** INPUT **
========

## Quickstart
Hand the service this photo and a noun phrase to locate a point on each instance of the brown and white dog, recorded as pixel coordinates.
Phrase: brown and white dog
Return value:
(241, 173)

========

Nothing in the material should be left out; output it exactly.

## Quickstart
Hand the service this photo and a noun phrase to locate a point on each instance of the brown and white dog, recorded as pixel coordinates.
Phrase: brown and white dog
Return value:
(241, 173)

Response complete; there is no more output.